INFORMATION SUPPLIED ->
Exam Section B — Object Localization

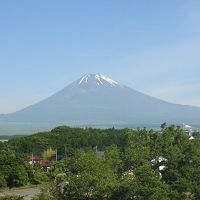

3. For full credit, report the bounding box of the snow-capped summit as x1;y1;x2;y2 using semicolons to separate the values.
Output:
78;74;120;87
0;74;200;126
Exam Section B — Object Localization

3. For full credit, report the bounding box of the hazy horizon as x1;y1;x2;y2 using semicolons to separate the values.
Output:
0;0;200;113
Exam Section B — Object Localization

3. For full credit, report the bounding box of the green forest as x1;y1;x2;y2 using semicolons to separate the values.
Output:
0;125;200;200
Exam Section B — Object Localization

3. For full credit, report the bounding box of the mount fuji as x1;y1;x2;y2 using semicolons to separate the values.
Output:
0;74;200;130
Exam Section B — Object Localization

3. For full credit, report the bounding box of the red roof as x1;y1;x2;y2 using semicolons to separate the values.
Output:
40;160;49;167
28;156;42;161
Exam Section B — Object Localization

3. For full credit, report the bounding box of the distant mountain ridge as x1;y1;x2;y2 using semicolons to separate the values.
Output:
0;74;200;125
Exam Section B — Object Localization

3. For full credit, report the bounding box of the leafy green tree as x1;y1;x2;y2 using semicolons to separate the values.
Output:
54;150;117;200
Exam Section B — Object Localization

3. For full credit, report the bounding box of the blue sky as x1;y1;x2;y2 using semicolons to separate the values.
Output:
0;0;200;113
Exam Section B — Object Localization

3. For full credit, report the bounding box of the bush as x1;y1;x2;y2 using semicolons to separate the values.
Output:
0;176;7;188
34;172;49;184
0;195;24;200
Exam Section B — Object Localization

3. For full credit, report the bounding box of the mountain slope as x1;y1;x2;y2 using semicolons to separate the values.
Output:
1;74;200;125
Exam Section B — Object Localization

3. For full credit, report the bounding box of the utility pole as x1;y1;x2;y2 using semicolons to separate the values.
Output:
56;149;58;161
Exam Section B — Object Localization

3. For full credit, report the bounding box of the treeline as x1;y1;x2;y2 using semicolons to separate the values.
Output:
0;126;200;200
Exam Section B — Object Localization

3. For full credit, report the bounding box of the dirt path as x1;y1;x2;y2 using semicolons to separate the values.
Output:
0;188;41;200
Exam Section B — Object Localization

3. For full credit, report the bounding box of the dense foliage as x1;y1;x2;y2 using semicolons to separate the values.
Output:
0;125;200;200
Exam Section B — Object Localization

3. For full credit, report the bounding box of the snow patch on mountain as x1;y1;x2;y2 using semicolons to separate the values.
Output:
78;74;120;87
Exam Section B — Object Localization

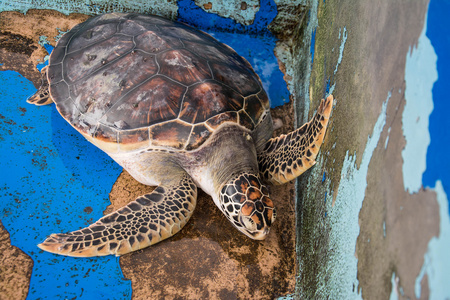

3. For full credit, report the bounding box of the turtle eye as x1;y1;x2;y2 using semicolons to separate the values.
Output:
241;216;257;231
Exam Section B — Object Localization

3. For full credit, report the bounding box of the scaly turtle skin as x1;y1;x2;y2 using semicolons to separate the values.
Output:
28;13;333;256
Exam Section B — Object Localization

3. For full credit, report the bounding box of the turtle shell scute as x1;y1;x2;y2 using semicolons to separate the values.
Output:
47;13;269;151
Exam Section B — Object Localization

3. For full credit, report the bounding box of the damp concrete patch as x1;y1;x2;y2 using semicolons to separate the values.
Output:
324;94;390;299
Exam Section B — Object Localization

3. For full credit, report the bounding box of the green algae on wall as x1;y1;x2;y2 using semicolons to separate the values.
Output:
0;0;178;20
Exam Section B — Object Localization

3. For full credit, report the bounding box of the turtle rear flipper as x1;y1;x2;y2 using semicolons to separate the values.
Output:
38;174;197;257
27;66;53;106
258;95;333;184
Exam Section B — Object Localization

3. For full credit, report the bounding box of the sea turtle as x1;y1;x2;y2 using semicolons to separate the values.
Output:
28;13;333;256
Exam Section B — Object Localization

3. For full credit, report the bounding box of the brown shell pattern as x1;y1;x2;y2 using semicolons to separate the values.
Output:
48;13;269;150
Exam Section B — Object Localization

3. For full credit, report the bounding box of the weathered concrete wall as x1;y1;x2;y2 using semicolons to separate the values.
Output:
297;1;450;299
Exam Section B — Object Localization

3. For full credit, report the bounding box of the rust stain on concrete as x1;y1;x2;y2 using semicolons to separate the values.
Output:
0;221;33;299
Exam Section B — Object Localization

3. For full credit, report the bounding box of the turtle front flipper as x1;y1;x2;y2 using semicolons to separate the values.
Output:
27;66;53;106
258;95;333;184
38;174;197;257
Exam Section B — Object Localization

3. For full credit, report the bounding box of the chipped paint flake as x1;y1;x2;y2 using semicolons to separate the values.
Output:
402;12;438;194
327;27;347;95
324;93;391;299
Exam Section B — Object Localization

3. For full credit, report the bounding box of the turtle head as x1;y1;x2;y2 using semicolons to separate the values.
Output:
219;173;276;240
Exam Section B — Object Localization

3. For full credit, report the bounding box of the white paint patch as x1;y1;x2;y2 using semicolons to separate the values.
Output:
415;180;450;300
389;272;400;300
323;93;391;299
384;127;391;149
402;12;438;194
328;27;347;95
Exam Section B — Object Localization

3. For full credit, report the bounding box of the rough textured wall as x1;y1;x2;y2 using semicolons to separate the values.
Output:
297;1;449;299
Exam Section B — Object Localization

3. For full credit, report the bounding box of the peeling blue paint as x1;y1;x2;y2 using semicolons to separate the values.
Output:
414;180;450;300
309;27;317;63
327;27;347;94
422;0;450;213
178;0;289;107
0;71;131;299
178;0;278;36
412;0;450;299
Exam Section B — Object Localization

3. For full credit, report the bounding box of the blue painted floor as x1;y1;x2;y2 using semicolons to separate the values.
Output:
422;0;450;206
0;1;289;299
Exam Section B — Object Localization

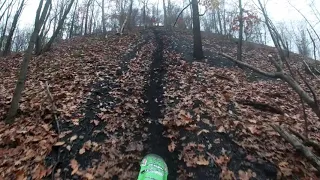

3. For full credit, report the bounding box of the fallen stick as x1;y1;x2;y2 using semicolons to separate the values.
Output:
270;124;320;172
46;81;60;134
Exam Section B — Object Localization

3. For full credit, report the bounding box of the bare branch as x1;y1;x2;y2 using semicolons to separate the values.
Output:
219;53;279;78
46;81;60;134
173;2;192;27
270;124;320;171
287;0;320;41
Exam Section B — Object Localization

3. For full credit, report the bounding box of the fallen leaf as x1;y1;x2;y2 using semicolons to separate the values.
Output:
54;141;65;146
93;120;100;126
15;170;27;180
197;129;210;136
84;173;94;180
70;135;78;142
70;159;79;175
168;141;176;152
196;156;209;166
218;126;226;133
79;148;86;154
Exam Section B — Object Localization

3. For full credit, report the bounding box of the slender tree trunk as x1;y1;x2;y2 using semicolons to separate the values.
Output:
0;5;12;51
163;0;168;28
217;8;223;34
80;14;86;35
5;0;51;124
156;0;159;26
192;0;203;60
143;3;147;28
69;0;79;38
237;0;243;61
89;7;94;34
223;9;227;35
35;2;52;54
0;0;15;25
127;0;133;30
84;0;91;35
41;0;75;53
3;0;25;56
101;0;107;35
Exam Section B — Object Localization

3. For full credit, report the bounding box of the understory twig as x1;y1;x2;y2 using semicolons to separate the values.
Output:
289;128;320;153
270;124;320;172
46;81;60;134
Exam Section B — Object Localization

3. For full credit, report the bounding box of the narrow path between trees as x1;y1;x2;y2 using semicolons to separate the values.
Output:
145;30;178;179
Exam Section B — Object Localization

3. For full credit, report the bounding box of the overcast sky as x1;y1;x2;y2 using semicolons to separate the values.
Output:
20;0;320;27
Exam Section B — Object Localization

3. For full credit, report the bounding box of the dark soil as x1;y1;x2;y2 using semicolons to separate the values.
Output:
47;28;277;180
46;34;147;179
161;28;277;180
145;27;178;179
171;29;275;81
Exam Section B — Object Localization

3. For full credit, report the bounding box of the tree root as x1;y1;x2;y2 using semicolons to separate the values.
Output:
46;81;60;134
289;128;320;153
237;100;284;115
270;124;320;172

WORK INSTRUCTIONS -> Turn every line of the records above into a Markdown table with the columns Row and Line, numbering the rows in order and omitting blank lines. Leave the pictures out.

SOLUTION TO THIS TASK ->
| Row | Line |
|---|---|
| 1 | Exam Section B — Object Localization |
| 2 | 3. For full credit, report the bounding box of the snow-capped summit as x1;y1;x2;y2 using semicolons to separate the values. |
| 3 | Output: |
| 4 | 78;74;120;87 |
| 5 | 0;74;200;126 |
| 6 | Exam Section B — Object Localization |
| 7 | 3. For full credit, report the bounding box of the hazy horizon as x1;y1;x2;y2 using semicolons to separate the values. |
| 8 | Output: |
| 9 | 0;0;200;113 |
| 10 | Exam Section B — Object Localization |
| 11 | 3. For full credit, report the bounding box of the green forest as x1;y1;x2;y2 using semicolons to separate the values. |
| 12 | Output: |
| 13 | 0;125;200;200 |
| 14 | Exam Section B — Object Localization |
| 15 | 3. For full credit, report the bounding box of the mount fuji as x1;y1;x2;y2 using semicolons to separate the values. |
| 16 | Output: |
| 17 | 0;74;200;130 |
| 18 | Exam Section B — Object Localization |
| 19 | 3. For full credit, report the bounding box of the red roof as x1;y1;x2;y2 using semicolons to separate the values. |
| 20 | Output: |
| 21 | 40;160;49;167 |
| 22 | 28;156;42;161 |
| 23 | Exam Section B — Object Localization |
| 24 | 3. For full credit, report the bounding box of the distant mountain ridge as x1;y1;x2;y2 using semicolons to separate the values. |
| 25 | Output: |
| 26 | 0;74;200;125 |
| 27 | Exam Section B — Object Localization |
| 28 | 3. For full credit, report the bounding box of the leafy green tree as x1;y1;x2;y2 using semicolons to separate the values. |
| 29 | Output: |
| 30 | 54;150;117;200 |
| 31 | Exam Section B — Object Localization |
| 32 | 3. For full credit, report the bounding box of the blue sky as x1;y1;x2;y2 using semicolons to separate the values. |
| 33 | Output: |
| 34 | 0;0;200;113 |
| 35 | Exam Section B — Object Localization |
| 36 | 3. For full credit, report the bounding box of the bush as x1;y1;x2;y2 using semicolons to separate the values. |
| 37 | Output: |
| 38 | 0;176;7;188 |
| 39 | 34;172;49;184 |
| 40 | 0;195;24;200 |
| 41 | Exam Section B — Object Localization |
| 42 | 3. For full credit, report the bounding box of the mountain slope as x1;y1;x2;y2 using semicolons to separate the values. |
| 43 | Output: |
| 44 | 1;74;200;125 |
| 45 | Exam Section B — Object Localization |
| 46 | 3. For full credit, report the bounding box of the utility pole as x1;y1;x2;y2 using semicolons to separate the values. |
| 47 | Output: |
| 48 | 56;149;58;161 |
| 49 | Exam Section B — Object Localization |
| 50 | 3. For full credit, report the bounding box of the treeline as x1;y1;x2;y2 using semicolons to separate the values. |
| 51 | Output: |
| 52 | 0;126;200;200 |
| 53 | Exam Section B — Object Localization |
| 54 | 3. For full credit, report the bounding box of the dirt path as x1;y1;x2;y2 using semicolons to separate the values. |
| 55 | Output: |
| 56 | 0;188;41;200 |
| 57 | Exam Section B — Object Localization |
| 58 | 3. For full credit, report the bounding box of the dense foliage as x1;y1;x2;y2 using semicolons to separate the values. |
| 59 | Output: |
| 60 | 0;125;200;200 |
| 61 | Exam Section B — Object Localization |
| 62 | 3. For full credit, report the bounding box of the snow patch on mountain as x1;y1;x2;y2 using semicolons to separate the values. |
| 63 | Output: |
| 64 | 78;74;120;87 |
| 65 | Exam Section B — Object Localization |
| 66 | 3. For full credit, report the bounding box of the turtle eye as x1;y1;x2;y2 using semicolons to separate the values. |
| 67 | Output: |
| 68 | 241;216;257;231 |
| 69 | Exam Section B — Object Localization |
| 70 | 3. For full credit, report the bounding box of the scaly turtle skin as x1;y1;x2;y2 using semicolons to separate the values. |
| 71 | Output: |
| 72 | 28;13;333;256 |
| 73 | Exam Section B — Object Localization |
| 74 | 3. For full credit, report the bounding box of the turtle shell scute as x1;y1;x2;y2 using semicolons to separate the values. |
| 75 | Output: |
| 76 | 47;13;269;151 |
| 77 | Exam Section B — Object Localization |
| 78 | 3. For full credit, report the bounding box of the damp concrete patch as x1;y1;x2;y2 using semicolons to separate the values. |
| 79 | Output: |
| 80 | 324;94;390;299 |
| 81 | Exam Section B — Object Localization |
| 82 | 3. For full credit, report the bounding box of the green algae on wall as x1;y1;x2;y2 using semicolons to separate the values. |
| 83 | Output: |
| 84 | 0;0;178;20 |
| 85 | Exam Section B — Object Localization |
| 86 | 3. For full credit, report the bounding box of the turtle rear flipper as x1;y1;x2;y2 using semicolons to separate the values. |
| 87 | Output: |
| 88 | 38;174;197;257 |
| 89 | 27;66;53;106 |
| 90 | 258;95;333;184 |
| 91 | Exam Section B — Object Localization |
| 92 | 3. For full credit, report the bounding box of the sea turtle as x1;y1;x2;y2 using semicolons to separate the values. |
| 93 | Output: |
| 94 | 28;13;333;256 |
| 95 | Exam Section B — Object Localization |
| 96 | 3. For full credit, report the bounding box of the brown shell pattern as x1;y1;x2;y2 using semicolons to separate the values. |
| 97 | Output: |
| 98 | 48;13;269;150 |
| 99 | Exam Section B — Object Localization |
| 100 | 3. For full credit, report the bounding box of the weathered concrete wall as x1;y1;x2;y2 using semicolons to separate the values. |
| 101 | Output: |
| 102 | 297;1;450;299 |
| 103 | Exam Section B — Object Localization |
| 104 | 3. For full credit, report the bounding box of the rust stain on concrete as x1;y1;x2;y2 using semicolons to separate the values. |
| 105 | Output: |
| 106 | 0;221;33;299 |
| 107 | Exam Section B — Object Localization |
| 108 | 3. For full credit, report the bounding box of the turtle front flipper as x1;y1;x2;y2 using semicolons to separate the values. |
| 109 | Output: |
| 110 | 27;66;53;106 |
| 111 | 258;95;333;184 |
| 112 | 38;174;197;257 |
| 113 | Exam Section B — Object Localization |
| 114 | 3. For full credit, report the bounding box of the chipped paint flake as x1;y1;x2;y2 using semicolons to separate the values. |
| 115 | Output: |
| 116 | 402;12;438;194 |
| 117 | 327;27;347;95 |
| 118 | 324;93;391;299 |
| 119 | Exam Section B — Object Localization |
| 120 | 3. For full credit, report the bounding box of the turtle head as x1;y1;x2;y2 using semicolons to separate the values. |
| 121 | Output: |
| 122 | 219;173;276;240 |
| 123 | Exam Section B — Object Localization |
| 124 | 3. For full credit, report the bounding box of the white paint patch as x1;y1;x2;y2 using semicolons to separate the values. |
| 125 | Output: |
| 126 | 415;180;450;300 |
| 127 | 389;272;400;300 |
| 128 | 323;93;391;299 |
| 129 | 384;127;391;149 |
| 130 | 402;12;438;194 |
| 131 | 328;27;347;95 |
| 132 | Exam Section B — Object Localization |
| 133 | 3. For full credit, report the bounding box of the rough textured wall as x1;y1;x2;y2 using semicolons to separate the values. |
| 134 | Output: |
| 135 | 297;1;449;299 |
| 136 | Exam Section B — Object Localization |
| 137 | 3. For full credit, report the bounding box of the peeling blue paint as x1;y1;x2;y2 using semicolons to separate the values. |
| 138 | Output: |
| 139 | 414;180;450;300 |
| 140 | 309;27;317;63 |
| 141 | 327;27;347;94 |
| 142 | 422;0;450;213 |
| 143 | 178;0;289;107 |
| 144 | 0;71;131;299 |
| 145 | 178;0;278;36 |
| 146 | 412;0;450;299 |
| 147 | Exam Section B — Object Localization |
| 148 | 3. For full credit, report the bounding box of the blue painted floor as x1;y1;x2;y2 using semicolons to separate the values. |
| 149 | Output: |
| 150 | 422;0;450;206 |
| 151 | 0;1;289;299 |
| 152 | Exam Section B — Object Localization |
| 153 | 3. For full credit, report the bounding box of the fallen stick as x1;y1;x2;y2 using semicolons to separate the values. |
| 154 | Output: |
| 155 | 270;124;320;172 |
| 156 | 46;81;60;134 |
| 157 | Exam Section B — Object Localization |
| 158 | 3. For full credit, report the bounding box of the bare branch as x1;y1;x2;y2 using semicolons to separate the values. |
| 159 | Output: |
| 160 | 219;53;279;78 |
| 161 | 46;81;60;134 |
| 162 | 173;2;192;27 |
| 163 | 270;124;320;171 |
| 164 | 287;0;320;41 |
| 165 | Exam Section B — Object Localization |
| 166 | 3. For full credit, report the bounding box of the fallen leaf as x1;y1;x2;y2 using semicolons to separate the values. |
| 167 | Output: |
| 168 | 54;141;65;146 |
| 169 | 93;120;100;126 |
| 170 | 15;170;27;180 |
| 171 | 197;129;210;136 |
| 172 | 84;173;94;180 |
| 173 | 70;135;78;142 |
| 174 | 70;159;79;175 |
| 175 | 168;141;176;152 |
| 176 | 196;156;209;166 |
| 177 | 218;126;226;133 |
| 178 | 79;148;86;154 |
| 179 | Exam Section B — Object Localization |
| 180 | 3. For full credit, report the bounding box of the slender tree trunk as x1;y1;x2;y2 using semicolons to separate the values. |
| 181 | Output: |
| 182 | 0;5;12;51 |
| 183 | 163;0;168;28 |
| 184 | 217;8;223;34 |
| 185 | 80;14;86;35 |
| 186 | 5;0;51;124 |
| 187 | 156;0;159;26 |
| 188 | 192;0;203;60 |
| 189 | 143;3;147;28 |
| 190 | 69;0;79;38 |
| 191 | 237;0;243;61 |
| 192 | 89;7;94;34 |
| 193 | 223;9;227;35 |
| 194 | 35;2;52;54 |
| 195 | 0;0;15;25 |
| 196 | 127;0;133;30 |
| 197 | 84;0;91;35 |
| 198 | 41;0;75;53 |
| 199 | 3;0;25;56 |
| 200 | 101;0;107;35 |
| 201 | Exam Section B — Object Localization |
| 202 | 3. For full credit, report the bounding box of the understory twig as x1;y1;x2;y2 using semicolons to separate the values. |
| 203 | Output: |
| 204 | 289;128;320;153 |
| 205 | 270;124;320;172 |
| 206 | 46;81;60;134 |
| 207 | Exam Section B — Object Localization |
| 208 | 3. For full credit, report the bounding box of the narrow path between trees as x1;y1;x2;y2 using semicolons to separate the values. |
| 209 | Output: |
| 210 | 145;30;178;179 |
| 211 | Exam Section B — Object Localization |
| 212 | 3. For full credit, report the bounding box of the overcast sky as x1;y1;x2;y2 using semicolons to separate the values. |
| 213 | Output: |
| 214 | 20;0;320;27 |
| 215 | Exam Section B — Object Localization |
| 216 | 3. For full credit, report the bounding box of the dark soil as x1;y1;x2;y2 using semicolons to separate the values. |
| 217 | Output: |
| 218 | 47;28;277;180 |
| 219 | 46;34;147;179 |
| 220 | 161;28;277;180 |
| 221 | 145;27;178;179 |
| 222 | 171;29;275;81 |
| 223 | Exam Section B — Object Localization |
| 224 | 3. For full credit, report the bounding box of the tree root as x1;y1;x2;y2 using semicolons to separate the values. |
| 225 | Output: |
| 226 | 46;81;60;134 |
| 227 | 289;128;320;153 |
| 228 | 237;100;284;115 |
| 229 | 270;124;320;172 |